Short exercise:
Reproduce every one of the records below word for word, keeping each line in its original order.

--- Start ---

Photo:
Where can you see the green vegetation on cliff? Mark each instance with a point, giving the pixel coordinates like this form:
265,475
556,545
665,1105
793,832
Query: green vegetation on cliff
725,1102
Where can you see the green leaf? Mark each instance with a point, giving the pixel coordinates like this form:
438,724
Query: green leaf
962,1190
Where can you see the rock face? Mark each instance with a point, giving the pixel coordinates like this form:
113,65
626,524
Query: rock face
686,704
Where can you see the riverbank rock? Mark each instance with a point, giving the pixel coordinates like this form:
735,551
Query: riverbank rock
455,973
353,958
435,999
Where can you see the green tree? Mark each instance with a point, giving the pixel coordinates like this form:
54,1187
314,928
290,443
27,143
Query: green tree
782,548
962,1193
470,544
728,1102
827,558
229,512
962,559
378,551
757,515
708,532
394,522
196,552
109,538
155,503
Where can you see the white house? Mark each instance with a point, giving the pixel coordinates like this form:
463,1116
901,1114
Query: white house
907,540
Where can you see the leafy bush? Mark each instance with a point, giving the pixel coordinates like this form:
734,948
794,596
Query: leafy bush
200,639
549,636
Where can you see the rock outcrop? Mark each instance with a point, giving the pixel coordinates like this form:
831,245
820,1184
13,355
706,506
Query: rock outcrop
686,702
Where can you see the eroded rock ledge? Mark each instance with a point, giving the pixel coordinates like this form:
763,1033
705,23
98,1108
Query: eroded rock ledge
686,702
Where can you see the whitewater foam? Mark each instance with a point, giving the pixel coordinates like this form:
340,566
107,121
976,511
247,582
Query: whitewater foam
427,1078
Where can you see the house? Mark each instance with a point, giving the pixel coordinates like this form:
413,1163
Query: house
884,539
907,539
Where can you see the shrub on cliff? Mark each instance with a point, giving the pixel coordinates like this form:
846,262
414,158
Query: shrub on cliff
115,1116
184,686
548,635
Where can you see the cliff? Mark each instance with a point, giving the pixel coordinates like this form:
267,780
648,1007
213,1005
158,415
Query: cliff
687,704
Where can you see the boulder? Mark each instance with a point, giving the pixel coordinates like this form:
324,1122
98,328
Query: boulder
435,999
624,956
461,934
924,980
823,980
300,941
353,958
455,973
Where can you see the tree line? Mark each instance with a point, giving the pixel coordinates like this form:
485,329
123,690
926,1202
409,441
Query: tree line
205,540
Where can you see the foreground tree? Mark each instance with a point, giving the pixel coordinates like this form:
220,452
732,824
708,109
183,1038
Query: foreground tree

--- End ---

Answer in full:
Photo:
Where can you see the green vegetation on cliff? Mark each instance with a point, giving the pixel coordinates like this form:
265,475
556,545
665,1105
793,832
Query: green vegetation on cliff
725,1102
Where can you see the green leaf? Mark each instance with a point, giving the pixel coordinates like this form:
438,724
Query: green leaf
962,1190
Where can you see the rock face? Mark each instance with a point, giving the pixel coordinates like this form:
113,65
626,524
Query: rock face
686,704
Where can you see the riverbank rock? Mark each instance with a point, giving the pixel coordinates like this form:
735,551
Query: riverbank rock
455,973
353,958
435,999
Where can you see the green tree? Mark each instance with a point, giving the pixel coordinates like this form:
54,1187
314,928
290,443
27,143
Query: green tree
782,548
962,1193
470,544
728,1102
827,558
229,512
962,559
378,551
757,515
708,532
394,522
196,552
109,538
155,503
Where can you see the white house? Mark each instance with a point, giving the pixel coordinates like this form:
463,1116
901,1114
Query: white house
907,540
Where can you see the leafy bush? Mark each instance with a point, giving the pixel coordinates like this form:
734,948
794,596
Query: leafy bush
200,639
549,636
Where can you see the rock outcrop? Mark each instance with a point, giving the pixel coordinates like this form:
831,245
820,1184
13,355
706,506
Query: rock outcrop
686,702
Where can you see the eroded rock ledge? Mark each instance with a point, giving the pixel coordinates like this form:
763,1033
705,23
98,1108
Query: eroded rock ledge
686,702
Where can you see the whitewater foam? Mark each instance with a point, giving the pixel coordinates like this form:
340,566
107,121
976,511
247,582
Query: whitewater foam
427,1078
Where can you see the house? Mark each instance with a point, giving the pixel coordinates like this form:
413,1163
Query: house
884,539
907,539
Where can you see the shrub on cliff? Mark each instance with a point, giving the pixel coordinates like this form:
846,262
414,158
Query: shrub on cliff
115,1116
184,686
548,635
Where can you see the cliff? Mark each instance with a point, giving the pixel coordinates like this form:
267,780
648,1007
213,1005
158,415
Query: cliff
687,704
Where can you see the boulder? Mark each instance with a point, giving the pixel coordinates like this form:
324,1122
98,328
Query: boulder
435,999
624,956
461,934
924,980
823,980
300,941
353,958
455,973
Where can you see the tree line? Mark each instance with a point, giving the pixel coordinates like this form:
485,329
123,690
926,1202
409,441
Query: tree line
205,540
Where can you see the foreground tree? Mark each instance with a point, giving the pixel coordinates like this form:
220,452
732,824
708,109
183,1038
Query: foreground tree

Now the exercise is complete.